The National Institute for Justice, the research arm of the Department of Justice, has published an advertisement for a grant seeking proposals for projects that deploy artificial intelligence to reduce recidivism among the five million people under the control of parole and probation across the United States. A few of the example projects NIJ highlights sound similar to interventions some advocates of criminal legal system reforms have been suggesting in recent years, for example using risk assessment tools to predict when someone might need services, instead of to make punitive recommendations. Some of the NIJ’s other areas of interest are downright frightening.
One example project highlights the use of artificial intelligence to mine data from GPS shackles people are often required to wear as a condition of their release from incarceration, and to use those data to make predictions about when someone may be engaged in “potentially risky behavior.” The advertisement reads:
Intelligent Offender Tracking — Tracking devices, such as GPS-based ankle bracelets, are used to monitor offenders in the community. Using the geospatial and temporal data from those devices, coupled with an understanding of how the attributes of the places an offender visits interact with their recidivism risks and how that changes with the time of the visit, AI can detect (and possibly predict) potentially risky behavior. Based on the nature of the event, an AI could autonomously take a number of different actions to address the risk. Those might include, alerting the supervising officer or a mentor, or initiating a chat bot system through an offender’s mobile device that is trained to deescalate situations. AI-initiated actions may also include notifying the offender through their mobile device to suggest a cooling-off period in a safe space, or to promote behavior modification techniques.
Over the past decade, the number of people in the US required to wear GPS shackles has doubled. The “First Step Act,” heralded by the Trump administration as a major criminal justice reform, includes provisions that will expand the number of people on 24/7 electronic monitoring. As GPS shackling expert James Kilgore has written, “Strict regimes of house arrest associated with electronic monitoring replicate the confinement of prison and can block people from employment, family activities, medical care and practicing their religion.”
In December 2018, Kilgore warned about the implications of further entrenching electronic shackling into federal law.
In the contemporary moment, electronic monitors form the point of convergence between mass incarceration and the surveillance state. E-shackles not only act like an e-cage but also mimic a team of spies following people around, checking out where they go and who they hang out with, and noting all their personal habits. If they are undocumented or suspected of being “gang members,” shackles link them to their “partners in crime.”

• [Brief A]:
Reproduce, word for word, the portion of the text on electronic monitoring between "The National Institute" and "are downright frightening.", inclusive.
• [Brief B]:
In the text on electronic monitoring, how has the number of people in the US required to wear GPS shackles changed over the past decade?

• [Recorded information]:
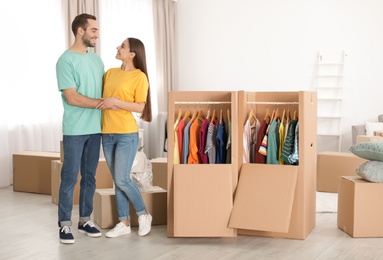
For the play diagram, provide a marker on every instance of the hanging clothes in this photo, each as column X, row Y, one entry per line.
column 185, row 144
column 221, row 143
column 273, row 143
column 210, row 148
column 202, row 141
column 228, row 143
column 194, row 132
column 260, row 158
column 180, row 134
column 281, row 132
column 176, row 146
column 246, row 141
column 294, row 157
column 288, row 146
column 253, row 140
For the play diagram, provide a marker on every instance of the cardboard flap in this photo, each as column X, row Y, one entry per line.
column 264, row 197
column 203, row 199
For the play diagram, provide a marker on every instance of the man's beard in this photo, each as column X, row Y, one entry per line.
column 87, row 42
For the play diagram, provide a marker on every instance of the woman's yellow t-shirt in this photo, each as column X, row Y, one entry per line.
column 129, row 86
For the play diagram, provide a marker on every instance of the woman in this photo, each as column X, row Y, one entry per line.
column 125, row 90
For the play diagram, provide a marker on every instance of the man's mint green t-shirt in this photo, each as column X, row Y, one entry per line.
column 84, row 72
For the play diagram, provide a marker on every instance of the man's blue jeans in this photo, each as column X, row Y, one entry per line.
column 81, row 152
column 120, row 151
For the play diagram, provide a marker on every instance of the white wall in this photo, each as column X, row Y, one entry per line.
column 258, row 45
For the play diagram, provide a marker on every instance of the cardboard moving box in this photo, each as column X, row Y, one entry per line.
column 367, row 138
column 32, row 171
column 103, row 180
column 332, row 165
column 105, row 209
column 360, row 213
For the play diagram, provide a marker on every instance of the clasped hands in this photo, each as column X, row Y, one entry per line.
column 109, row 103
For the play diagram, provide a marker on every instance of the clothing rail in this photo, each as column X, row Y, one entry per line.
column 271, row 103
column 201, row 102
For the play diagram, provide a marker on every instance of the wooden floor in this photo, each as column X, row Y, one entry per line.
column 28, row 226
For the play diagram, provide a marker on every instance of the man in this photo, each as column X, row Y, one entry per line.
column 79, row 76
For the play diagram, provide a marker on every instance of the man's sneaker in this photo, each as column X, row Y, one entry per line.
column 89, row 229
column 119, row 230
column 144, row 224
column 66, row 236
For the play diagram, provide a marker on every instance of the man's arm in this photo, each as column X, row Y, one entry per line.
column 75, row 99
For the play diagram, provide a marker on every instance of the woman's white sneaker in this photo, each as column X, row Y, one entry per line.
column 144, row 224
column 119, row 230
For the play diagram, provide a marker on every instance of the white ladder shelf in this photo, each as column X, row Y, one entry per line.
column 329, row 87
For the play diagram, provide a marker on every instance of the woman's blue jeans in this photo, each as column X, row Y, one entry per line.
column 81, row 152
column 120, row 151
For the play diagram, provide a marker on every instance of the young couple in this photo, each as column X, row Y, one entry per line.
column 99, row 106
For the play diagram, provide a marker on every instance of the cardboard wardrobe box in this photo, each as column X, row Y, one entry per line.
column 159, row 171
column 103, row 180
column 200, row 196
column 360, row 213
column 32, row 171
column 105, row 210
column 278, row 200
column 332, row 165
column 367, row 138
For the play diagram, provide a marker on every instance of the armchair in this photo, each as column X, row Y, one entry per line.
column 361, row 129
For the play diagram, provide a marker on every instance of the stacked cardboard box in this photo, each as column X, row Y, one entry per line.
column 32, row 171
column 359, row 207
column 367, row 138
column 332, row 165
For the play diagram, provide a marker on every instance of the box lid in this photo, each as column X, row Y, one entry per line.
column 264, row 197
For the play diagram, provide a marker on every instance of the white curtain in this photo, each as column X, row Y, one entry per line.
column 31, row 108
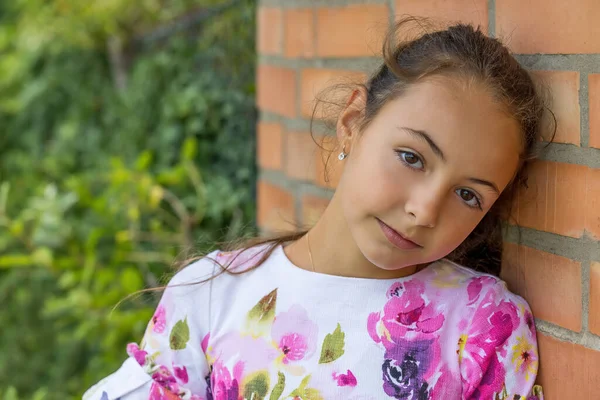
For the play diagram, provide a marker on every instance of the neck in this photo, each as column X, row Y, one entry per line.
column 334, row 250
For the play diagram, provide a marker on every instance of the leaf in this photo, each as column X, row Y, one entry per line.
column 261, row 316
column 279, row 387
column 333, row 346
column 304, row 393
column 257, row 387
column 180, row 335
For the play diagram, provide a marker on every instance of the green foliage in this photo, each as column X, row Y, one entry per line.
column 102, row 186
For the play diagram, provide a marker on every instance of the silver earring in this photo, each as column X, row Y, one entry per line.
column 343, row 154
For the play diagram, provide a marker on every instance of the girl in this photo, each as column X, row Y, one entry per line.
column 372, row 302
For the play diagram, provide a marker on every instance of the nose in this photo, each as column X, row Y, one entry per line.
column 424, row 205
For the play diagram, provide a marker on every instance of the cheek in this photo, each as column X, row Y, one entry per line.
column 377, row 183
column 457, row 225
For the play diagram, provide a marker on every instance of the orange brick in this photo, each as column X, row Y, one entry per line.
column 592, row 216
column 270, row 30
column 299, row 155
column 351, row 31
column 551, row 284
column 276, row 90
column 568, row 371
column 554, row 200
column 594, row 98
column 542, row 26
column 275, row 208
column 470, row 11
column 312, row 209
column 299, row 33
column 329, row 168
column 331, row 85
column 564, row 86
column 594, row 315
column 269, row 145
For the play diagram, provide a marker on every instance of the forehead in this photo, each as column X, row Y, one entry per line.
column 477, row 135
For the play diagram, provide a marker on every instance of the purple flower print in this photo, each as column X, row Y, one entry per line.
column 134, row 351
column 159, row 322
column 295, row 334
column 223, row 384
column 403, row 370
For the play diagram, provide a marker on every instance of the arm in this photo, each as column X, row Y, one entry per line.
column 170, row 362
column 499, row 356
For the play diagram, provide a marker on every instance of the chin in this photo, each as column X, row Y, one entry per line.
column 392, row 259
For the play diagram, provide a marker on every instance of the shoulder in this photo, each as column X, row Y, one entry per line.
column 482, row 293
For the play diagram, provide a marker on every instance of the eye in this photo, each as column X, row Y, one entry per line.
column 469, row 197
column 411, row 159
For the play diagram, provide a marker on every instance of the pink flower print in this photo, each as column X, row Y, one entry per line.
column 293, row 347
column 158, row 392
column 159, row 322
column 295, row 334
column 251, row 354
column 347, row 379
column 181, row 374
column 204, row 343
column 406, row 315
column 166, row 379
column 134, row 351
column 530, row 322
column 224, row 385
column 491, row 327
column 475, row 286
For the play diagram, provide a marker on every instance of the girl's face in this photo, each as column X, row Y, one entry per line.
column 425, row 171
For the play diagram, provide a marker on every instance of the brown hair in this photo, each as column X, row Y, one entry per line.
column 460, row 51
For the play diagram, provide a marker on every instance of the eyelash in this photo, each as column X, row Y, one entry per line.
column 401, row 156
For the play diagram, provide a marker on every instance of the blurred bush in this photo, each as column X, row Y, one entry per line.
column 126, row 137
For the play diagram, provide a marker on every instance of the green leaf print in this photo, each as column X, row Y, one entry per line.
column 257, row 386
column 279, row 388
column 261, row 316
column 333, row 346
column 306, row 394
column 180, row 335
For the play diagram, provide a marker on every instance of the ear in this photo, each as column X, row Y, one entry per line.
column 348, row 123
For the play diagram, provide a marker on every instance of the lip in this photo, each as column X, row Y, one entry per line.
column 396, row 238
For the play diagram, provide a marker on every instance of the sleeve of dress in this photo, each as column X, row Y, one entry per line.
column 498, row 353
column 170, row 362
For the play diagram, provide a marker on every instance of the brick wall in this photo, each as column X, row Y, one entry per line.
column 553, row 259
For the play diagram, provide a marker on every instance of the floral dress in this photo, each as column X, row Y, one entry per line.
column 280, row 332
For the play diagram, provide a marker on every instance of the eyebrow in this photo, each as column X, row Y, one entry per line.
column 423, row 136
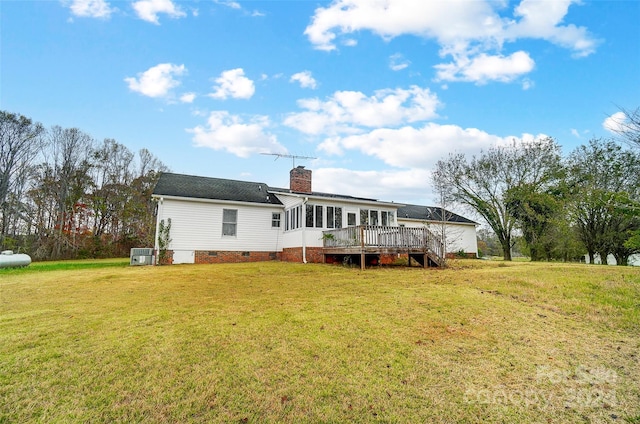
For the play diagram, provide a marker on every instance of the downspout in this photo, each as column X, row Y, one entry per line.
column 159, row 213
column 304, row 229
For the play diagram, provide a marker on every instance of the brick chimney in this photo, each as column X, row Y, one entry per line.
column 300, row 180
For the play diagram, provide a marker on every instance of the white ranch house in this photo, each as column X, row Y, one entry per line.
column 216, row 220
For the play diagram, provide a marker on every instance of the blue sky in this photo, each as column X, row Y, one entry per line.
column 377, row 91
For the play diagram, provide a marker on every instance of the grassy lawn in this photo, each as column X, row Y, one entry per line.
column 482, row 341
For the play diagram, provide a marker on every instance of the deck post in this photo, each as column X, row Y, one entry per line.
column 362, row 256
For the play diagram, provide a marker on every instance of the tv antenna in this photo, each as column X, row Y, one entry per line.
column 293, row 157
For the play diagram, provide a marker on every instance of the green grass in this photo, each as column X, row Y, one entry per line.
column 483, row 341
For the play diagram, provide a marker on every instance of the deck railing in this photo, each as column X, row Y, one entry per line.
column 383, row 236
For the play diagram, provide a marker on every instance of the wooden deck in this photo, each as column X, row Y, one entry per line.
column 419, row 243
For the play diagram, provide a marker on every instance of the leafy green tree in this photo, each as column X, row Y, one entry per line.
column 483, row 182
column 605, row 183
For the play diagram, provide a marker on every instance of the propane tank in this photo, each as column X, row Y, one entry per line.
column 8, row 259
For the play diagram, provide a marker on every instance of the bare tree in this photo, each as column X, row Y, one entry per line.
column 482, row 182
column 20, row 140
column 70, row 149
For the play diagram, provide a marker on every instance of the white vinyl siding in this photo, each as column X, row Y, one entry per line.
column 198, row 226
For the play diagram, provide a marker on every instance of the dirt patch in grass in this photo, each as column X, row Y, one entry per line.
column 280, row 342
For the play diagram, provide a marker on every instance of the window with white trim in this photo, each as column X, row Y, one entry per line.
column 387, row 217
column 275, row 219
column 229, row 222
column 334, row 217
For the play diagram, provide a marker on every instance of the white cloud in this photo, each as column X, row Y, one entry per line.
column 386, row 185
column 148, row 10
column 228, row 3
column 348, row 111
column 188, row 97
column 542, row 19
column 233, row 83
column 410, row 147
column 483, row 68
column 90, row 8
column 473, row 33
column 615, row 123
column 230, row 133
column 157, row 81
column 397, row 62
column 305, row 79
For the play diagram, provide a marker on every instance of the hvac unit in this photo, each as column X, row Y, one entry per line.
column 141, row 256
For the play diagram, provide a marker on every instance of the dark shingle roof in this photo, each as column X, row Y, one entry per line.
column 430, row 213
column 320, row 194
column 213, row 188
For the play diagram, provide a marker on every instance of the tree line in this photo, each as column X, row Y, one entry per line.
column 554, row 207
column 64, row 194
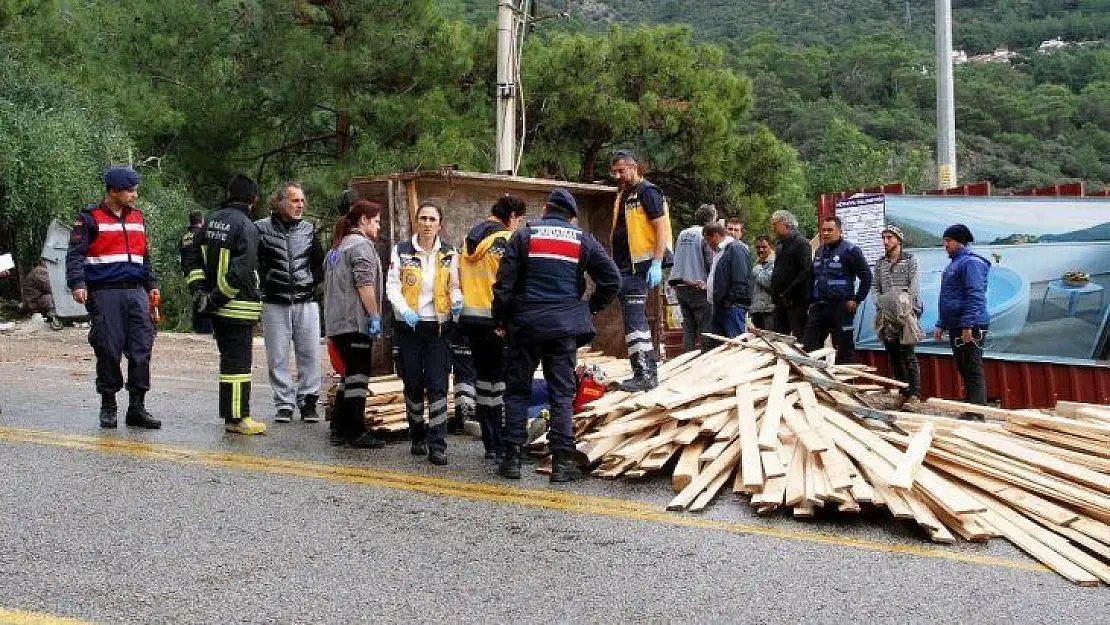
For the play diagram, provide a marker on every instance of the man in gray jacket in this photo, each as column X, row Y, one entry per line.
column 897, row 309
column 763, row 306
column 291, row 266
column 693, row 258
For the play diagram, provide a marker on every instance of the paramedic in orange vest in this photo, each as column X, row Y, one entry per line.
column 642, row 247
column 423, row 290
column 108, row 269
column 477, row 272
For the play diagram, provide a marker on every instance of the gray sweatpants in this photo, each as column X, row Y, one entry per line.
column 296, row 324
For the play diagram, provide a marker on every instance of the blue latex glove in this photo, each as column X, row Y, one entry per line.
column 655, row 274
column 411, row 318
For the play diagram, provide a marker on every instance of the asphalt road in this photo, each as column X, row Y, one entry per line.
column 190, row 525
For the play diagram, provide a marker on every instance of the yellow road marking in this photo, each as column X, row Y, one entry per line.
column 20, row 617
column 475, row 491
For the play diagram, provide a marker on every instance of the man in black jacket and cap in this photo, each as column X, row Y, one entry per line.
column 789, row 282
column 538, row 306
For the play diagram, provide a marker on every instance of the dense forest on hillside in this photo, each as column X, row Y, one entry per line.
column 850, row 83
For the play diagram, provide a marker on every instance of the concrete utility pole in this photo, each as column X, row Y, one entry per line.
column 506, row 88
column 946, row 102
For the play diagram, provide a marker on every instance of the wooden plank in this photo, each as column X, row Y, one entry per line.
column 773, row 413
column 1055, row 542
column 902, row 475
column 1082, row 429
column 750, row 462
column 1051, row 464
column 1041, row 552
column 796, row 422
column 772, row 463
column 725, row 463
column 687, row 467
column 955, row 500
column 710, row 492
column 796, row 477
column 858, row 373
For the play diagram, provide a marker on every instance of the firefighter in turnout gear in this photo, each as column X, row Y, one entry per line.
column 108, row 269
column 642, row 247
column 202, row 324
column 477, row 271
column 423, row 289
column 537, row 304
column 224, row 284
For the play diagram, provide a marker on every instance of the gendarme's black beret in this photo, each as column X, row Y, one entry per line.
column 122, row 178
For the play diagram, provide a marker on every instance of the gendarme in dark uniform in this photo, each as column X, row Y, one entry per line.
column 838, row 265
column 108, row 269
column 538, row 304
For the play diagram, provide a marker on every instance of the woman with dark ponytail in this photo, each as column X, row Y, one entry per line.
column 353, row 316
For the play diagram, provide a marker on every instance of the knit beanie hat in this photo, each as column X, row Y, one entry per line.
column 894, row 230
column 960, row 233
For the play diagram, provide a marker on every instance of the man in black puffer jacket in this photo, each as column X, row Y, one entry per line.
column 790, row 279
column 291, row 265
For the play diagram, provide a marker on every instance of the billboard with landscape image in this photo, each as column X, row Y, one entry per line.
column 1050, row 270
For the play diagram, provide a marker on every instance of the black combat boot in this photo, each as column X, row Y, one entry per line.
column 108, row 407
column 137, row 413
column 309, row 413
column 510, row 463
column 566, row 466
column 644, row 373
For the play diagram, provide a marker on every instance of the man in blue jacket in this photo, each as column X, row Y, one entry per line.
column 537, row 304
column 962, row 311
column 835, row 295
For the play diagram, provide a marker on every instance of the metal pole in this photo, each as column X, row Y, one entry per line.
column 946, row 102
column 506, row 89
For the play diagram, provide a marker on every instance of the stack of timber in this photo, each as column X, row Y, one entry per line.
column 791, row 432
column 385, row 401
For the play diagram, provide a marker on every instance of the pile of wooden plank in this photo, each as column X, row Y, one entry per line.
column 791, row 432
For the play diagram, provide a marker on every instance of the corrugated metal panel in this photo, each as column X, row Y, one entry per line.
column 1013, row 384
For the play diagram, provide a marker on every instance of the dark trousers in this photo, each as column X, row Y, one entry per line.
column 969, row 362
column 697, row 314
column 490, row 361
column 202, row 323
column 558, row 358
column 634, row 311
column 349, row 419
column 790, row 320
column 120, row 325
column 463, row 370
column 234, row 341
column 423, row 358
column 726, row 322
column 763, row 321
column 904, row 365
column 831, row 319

• [Output A]:
The National Institute for Justice, the research arm of the Department of Justice, has published an advertisement for a grant seeking proposals for projects that deploy artificial intelligence to reduce recidivism among the five million people under the control of parole and probation across the United States. A few of the example projects NIJ highlights sound similar to interventions some advocates of criminal legal system reforms have been suggesting in recent years, for example using risk assessment tools to predict when someone might need services, instead of to make punitive recommendations. Some of the NIJ’s other areas of interest are downright frightening.

• [Output B]:
It has doubled.